──────── GIVEN ENTRIES ────────

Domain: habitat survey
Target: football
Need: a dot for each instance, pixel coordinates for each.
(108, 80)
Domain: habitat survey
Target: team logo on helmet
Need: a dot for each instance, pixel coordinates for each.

────────

BRIEF :: Reproduce all of the material above line by line, with no changes and nothing left out.

ANSWER ::
Domain: habitat survey
Target: football
Need: a dot for each instance, pixel coordinates for each.
(108, 80)
Domain: habitat survey
Target: team logo on helmet
Need: a dot for each instance, pixel coordinates for each.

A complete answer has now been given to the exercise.